## Start

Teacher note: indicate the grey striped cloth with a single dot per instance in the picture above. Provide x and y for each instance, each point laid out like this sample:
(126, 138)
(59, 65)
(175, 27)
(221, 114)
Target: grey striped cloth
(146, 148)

## End
## Start

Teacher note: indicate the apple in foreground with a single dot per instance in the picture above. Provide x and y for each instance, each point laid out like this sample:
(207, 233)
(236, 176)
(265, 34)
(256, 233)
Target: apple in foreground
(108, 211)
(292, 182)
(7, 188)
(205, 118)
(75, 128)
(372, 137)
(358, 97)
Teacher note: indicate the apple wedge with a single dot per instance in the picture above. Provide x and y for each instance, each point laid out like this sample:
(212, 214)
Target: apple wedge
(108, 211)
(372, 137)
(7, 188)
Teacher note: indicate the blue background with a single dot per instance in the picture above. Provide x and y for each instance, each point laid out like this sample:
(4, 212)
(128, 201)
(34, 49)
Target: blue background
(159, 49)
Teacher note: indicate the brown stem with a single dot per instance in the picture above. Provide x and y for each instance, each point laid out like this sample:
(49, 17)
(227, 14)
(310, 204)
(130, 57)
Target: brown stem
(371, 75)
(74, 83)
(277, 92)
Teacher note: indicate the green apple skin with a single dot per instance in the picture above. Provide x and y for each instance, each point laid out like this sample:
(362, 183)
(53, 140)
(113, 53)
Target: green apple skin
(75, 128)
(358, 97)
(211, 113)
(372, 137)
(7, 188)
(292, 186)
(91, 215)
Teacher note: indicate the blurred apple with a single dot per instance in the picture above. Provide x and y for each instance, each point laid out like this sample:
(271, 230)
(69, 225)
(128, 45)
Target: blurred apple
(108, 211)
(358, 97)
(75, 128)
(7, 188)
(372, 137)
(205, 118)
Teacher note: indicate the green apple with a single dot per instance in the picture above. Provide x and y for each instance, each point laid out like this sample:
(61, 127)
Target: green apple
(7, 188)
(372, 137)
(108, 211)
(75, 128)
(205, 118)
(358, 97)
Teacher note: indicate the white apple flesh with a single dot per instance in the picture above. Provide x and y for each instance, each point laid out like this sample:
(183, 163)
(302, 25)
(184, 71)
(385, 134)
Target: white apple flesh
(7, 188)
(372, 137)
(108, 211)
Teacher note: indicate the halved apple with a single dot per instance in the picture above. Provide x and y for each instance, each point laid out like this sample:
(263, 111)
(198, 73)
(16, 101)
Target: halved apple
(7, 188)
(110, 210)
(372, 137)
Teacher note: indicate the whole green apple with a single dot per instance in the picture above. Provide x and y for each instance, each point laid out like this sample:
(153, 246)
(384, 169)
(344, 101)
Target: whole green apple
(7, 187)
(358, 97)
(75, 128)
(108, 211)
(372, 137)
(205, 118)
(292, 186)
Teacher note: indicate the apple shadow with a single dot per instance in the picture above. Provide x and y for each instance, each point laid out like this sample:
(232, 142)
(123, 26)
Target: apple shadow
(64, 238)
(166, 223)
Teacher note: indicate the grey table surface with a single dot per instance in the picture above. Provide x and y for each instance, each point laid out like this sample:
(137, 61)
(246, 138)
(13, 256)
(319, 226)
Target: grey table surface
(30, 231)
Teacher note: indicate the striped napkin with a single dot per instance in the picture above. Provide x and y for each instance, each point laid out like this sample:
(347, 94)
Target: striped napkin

## End

Put the lines of the listing above, from the line containing "Teacher note: indicate the apple shadow" through the line containing "Target: striped napkin", into a JSON list of strings with one string per line, skipping any blank lines.

**Correct output**
[
  "Teacher note: indicate the apple shadow with a single dot per instance in the picture above. Provide x and y for each instance, each point laid out like this sample:",
  "(232, 142)",
  "(123, 26)",
  "Target: apple shadow",
  "(64, 238)",
  "(166, 223)",
  "Teacher note: indicate the grey table surface with a single dot per instance in the picture above. Provide x and y for each instance, each point laid out like this sample:",
  "(137, 61)",
  "(246, 138)",
  "(13, 256)",
  "(319, 226)",
  "Target: grey table surface",
  "(30, 231)",
  "Teacher note: indicate the striped napkin with a single dot per instance in the picture above. Provide x and y for each instance, each point laid out like this sample:",
  "(347, 94)",
  "Target: striped napkin"
]